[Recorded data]
──────

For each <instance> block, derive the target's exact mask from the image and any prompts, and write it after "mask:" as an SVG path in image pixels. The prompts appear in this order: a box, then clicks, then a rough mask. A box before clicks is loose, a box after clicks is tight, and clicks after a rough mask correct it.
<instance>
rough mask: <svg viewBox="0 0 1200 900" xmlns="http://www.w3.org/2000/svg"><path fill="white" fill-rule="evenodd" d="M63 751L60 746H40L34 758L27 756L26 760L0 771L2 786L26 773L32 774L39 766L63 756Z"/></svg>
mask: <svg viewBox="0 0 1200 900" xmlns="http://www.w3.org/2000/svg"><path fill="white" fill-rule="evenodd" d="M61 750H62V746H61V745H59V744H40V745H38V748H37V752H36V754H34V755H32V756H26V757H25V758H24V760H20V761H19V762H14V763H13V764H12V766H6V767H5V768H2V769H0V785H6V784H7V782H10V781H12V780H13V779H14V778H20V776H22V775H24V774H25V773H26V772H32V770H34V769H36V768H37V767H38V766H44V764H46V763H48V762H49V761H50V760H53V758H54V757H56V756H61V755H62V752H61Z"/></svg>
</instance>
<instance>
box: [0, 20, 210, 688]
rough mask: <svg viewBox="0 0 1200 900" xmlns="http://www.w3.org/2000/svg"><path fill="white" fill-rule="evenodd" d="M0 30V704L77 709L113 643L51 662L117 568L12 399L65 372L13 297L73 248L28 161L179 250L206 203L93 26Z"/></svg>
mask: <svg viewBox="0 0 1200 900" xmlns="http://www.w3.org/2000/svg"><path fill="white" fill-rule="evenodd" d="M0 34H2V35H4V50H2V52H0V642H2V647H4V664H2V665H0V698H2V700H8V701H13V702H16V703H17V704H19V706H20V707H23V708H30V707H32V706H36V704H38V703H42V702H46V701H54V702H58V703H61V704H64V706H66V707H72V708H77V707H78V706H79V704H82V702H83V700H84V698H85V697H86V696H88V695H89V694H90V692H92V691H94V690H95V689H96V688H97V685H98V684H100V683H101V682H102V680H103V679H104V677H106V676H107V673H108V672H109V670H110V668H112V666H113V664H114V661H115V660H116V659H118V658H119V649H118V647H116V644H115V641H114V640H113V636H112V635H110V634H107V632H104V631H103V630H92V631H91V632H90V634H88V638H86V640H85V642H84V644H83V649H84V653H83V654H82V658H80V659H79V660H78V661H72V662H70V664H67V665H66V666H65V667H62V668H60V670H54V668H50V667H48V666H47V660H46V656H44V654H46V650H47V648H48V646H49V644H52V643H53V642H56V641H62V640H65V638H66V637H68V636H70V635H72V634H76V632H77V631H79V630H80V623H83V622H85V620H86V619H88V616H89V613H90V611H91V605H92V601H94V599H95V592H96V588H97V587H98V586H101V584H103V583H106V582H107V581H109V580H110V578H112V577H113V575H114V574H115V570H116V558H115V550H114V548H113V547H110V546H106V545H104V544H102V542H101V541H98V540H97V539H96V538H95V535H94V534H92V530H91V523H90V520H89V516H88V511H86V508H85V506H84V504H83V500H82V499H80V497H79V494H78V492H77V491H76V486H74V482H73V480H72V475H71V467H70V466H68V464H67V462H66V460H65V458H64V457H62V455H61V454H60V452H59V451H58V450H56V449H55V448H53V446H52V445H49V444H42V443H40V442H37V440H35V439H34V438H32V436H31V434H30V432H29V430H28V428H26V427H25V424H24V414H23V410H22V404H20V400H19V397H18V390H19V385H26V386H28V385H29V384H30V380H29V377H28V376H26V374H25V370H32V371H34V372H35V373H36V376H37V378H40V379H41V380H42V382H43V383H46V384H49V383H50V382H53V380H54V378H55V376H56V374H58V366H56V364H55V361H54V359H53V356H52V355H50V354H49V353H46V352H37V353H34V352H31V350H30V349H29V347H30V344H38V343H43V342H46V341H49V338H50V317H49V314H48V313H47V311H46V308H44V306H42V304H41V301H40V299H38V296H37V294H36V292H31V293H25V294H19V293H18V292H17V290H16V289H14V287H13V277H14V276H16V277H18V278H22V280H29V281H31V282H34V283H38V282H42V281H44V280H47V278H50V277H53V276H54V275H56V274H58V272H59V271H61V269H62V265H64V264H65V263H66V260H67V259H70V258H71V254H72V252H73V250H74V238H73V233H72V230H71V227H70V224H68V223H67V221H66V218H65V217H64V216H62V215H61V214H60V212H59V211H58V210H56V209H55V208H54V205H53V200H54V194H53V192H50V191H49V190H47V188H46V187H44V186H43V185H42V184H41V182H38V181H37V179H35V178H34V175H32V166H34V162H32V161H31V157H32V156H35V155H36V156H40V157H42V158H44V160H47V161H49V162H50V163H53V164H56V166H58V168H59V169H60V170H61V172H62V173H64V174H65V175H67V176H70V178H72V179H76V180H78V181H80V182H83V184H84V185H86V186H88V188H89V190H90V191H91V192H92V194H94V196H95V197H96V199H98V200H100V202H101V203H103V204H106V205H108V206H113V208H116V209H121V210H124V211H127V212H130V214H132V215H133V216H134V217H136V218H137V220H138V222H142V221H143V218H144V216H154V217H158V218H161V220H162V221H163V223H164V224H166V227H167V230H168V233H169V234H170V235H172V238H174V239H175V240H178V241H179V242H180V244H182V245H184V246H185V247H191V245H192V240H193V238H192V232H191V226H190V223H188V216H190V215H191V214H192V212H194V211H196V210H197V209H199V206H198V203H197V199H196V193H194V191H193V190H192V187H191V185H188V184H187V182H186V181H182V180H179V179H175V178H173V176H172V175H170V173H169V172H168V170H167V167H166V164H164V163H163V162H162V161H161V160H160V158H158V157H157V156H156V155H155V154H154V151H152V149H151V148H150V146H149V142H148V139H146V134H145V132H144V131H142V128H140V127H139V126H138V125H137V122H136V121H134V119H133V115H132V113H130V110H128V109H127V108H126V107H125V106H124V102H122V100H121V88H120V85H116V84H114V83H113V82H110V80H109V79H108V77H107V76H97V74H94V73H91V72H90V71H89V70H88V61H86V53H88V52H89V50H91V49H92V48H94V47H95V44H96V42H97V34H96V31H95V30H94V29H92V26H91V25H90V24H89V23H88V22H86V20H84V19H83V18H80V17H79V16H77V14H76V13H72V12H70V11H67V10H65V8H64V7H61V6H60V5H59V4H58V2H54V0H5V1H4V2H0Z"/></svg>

──────

Arrange every line of the data above as a Markdown table with the columns "Row" and "Line", numbering the rows and leaving out blank lines.

**Answer to this problem:**
| Row | Line |
|---|---|
| 1 | For each <instance> block, derive the target's exact mask from the image and any prompts, and write it after "mask:" as an SVG path in image pixels. The prompts appear in this order: a box, then clicks, then a rough mask. A box before clicks is loose, a box after clicks is tight, and clicks after a rough mask correct it. |
| 2 | <instance> |
| 3 | rough mask: <svg viewBox="0 0 1200 900" xmlns="http://www.w3.org/2000/svg"><path fill="white" fill-rule="evenodd" d="M63 751L60 746H40L34 758L27 756L26 760L0 771L2 786L26 773L32 774L39 766L63 756Z"/></svg> |
| 4 | mask: <svg viewBox="0 0 1200 900" xmlns="http://www.w3.org/2000/svg"><path fill="white" fill-rule="evenodd" d="M61 750H62V746H61V745H59V744H40V745H38V748H37V752H36V754H34V755H32V756H26V757H25V758H24V760H20V761H19V762H14V763H13V764H12V766H6V767H5V768H2V769H0V785H6V784H7V782H10V781H12V780H13V779H14V778H20V776H22V775H24V774H25V773H26V772H32V770H34V769H36V768H37V767H38V766H44V764H46V763H48V762H49V761H50V760H53V758H54V757H56V756H61V755H62V752H61Z"/></svg> |
| 5 | </instance> |
| 6 | <instance> |
| 7 | box: [0, 20, 210, 688] |
| 8 | rough mask: <svg viewBox="0 0 1200 900" xmlns="http://www.w3.org/2000/svg"><path fill="white" fill-rule="evenodd" d="M0 30V704L77 709L113 643L51 662L117 568L12 399L65 372L13 297L73 248L28 161L179 250L206 203L93 26Z"/></svg> |
| 9 | mask: <svg viewBox="0 0 1200 900" xmlns="http://www.w3.org/2000/svg"><path fill="white" fill-rule="evenodd" d="M0 34H2V35H4V50H2V52H0V642H2V647H4V664H2V665H0V698H2V700H8V701H13V702H16V703H17V704H19V706H20V707H23V708H30V707H32V706H36V704H38V703H42V702H46V701H54V702H58V703H61V704H64V706H66V707H72V708H77V707H78V706H79V704H82V702H83V700H84V698H85V697H86V696H88V695H89V694H90V692H92V691H94V690H95V689H96V688H97V685H98V684H100V683H101V682H102V680H103V679H104V677H106V676H107V673H108V672H109V670H110V668H112V666H113V664H114V661H115V660H116V659H118V658H119V649H118V647H116V644H115V641H114V640H113V636H112V635H110V634H107V632H104V631H103V630H92V631H91V632H90V634H88V638H86V640H85V642H84V644H83V649H84V653H83V654H82V658H80V659H79V660H78V661H72V662H70V664H67V665H66V666H65V667H62V668H60V670H54V668H50V667H48V666H47V660H46V656H44V654H46V650H47V648H48V646H49V644H52V643H53V642H56V641H62V640H65V638H66V637H68V636H70V635H72V634H76V632H77V631H79V630H80V623H83V622H85V620H86V619H88V616H89V613H90V611H91V605H92V601H94V599H95V592H96V588H97V587H98V586H101V584H103V583H106V582H107V581H109V580H110V578H112V577H113V575H114V574H115V570H116V558H115V550H114V548H113V547H110V546H106V545H104V544H102V542H101V541H98V540H97V539H96V538H95V535H94V534H92V530H91V523H90V520H89V516H88V511H86V508H85V506H84V504H83V500H82V499H80V497H79V494H78V492H77V491H76V486H74V482H73V480H72V475H71V467H70V466H68V464H67V462H66V460H65V458H64V457H62V455H61V454H60V452H59V451H58V450H56V449H55V448H53V446H52V445H49V444H42V443H40V442H37V440H35V439H34V438H32V436H31V434H30V432H29V430H28V428H26V427H25V424H24V414H23V410H22V404H20V400H19V397H18V390H19V385H26V386H28V385H29V384H30V380H29V377H28V376H26V374H25V370H32V371H34V372H35V373H36V376H37V378H40V379H41V380H42V382H43V383H46V384H49V383H50V382H53V380H54V378H55V376H56V374H58V366H56V364H55V361H54V359H53V356H52V355H50V354H49V353H46V352H37V353H34V352H31V350H30V349H29V347H30V344H38V343H43V342H46V341H49V338H50V317H49V314H48V313H47V311H46V308H44V306H42V304H41V301H40V299H38V296H37V294H36V292H31V293H25V294H19V293H18V292H17V290H16V289H14V287H13V277H14V276H16V277H18V278H22V280H29V281H31V282H34V283H38V282H42V281H44V280H47V278H50V277H53V276H54V275H56V274H58V272H59V271H61V269H62V265H64V264H65V263H66V260H67V259H70V258H71V254H72V252H73V250H74V238H73V233H72V230H71V227H70V224H68V223H67V221H66V218H65V217H64V216H62V215H61V214H60V212H59V211H58V210H56V209H55V208H54V205H53V200H54V194H53V192H50V191H49V190H47V188H46V187H44V186H43V185H42V184H41V182H38V181H37V179H35V178H34V175H32V166H34V162H32V161H31V157H32V156H35V155H36V156H40V157H42V158H44V160H47V161H49V162H50V163H53V164H56V166H58V168H59V169H60V170H61V172H62V173H64V174H65V175H67V176H70V178H72V179H76V180H78V181H80V182H83V184H84V185H86V186H88V188H89V190H90V191H91V192H92V194H94V196H95V197H96V199H98V200H100V202H101V203H103V204H106V205H108V206H113V208H116V209H121V210H124V211H127V212H130V214H132V215H133V216H134V217H136V218H137V220H138V222H142V221H143V218H144V216H154V217H158V218H161V220H162V221H163V223H164V224H166V227H167V230H168V233H169V234H170V235H172V238H174V239H175V240H178V241H179V242H180V244H182V245H184V246H185V247H191V245H192V240H193V238H192V232H191V226H190V223H188V216H190V215H191V214H192V212H194V211H196V210H197V209H199V206H198V203H197V199H196V193H194V191H193V190H192V187H191V185H188V184H187V182H186V181H182V180H179V179H175V178H173V176H172V175H170V173H169V172H168V170H167V167H166V164H164V163H163V162H162V161H161V160H160V158H158V157H157V156H156V155H155V154H154V151H152V149H151V148H150V146H149V142H148V139H146V134H145V132H144V131H142V128H140V127H139V126H138V125H137V122H136V121H134V119H133V115H132V113H130V110H128V109H127V108H126V107H125V106H124V102H122V100H121V88H120V85H116V84H114V83H113V82H110V80H109V79H108V77H107V76H97V74H94V73H91V72H90V71H89V70H88V61H86V53H88V52H89V50H91V49H92V48H94V47H95V44H96V42H97V34H96V31H95V30H94V29H92V26H91V25H90V24H89V23H88V22H86V20H84V19H83V18H80V17H79V16H77V14H76V13H72V12H70V11H67V10H65V8H64V7H61V6H60V5H59V4H58V2H54V0H5V1H4V2H0Z"/></svg> |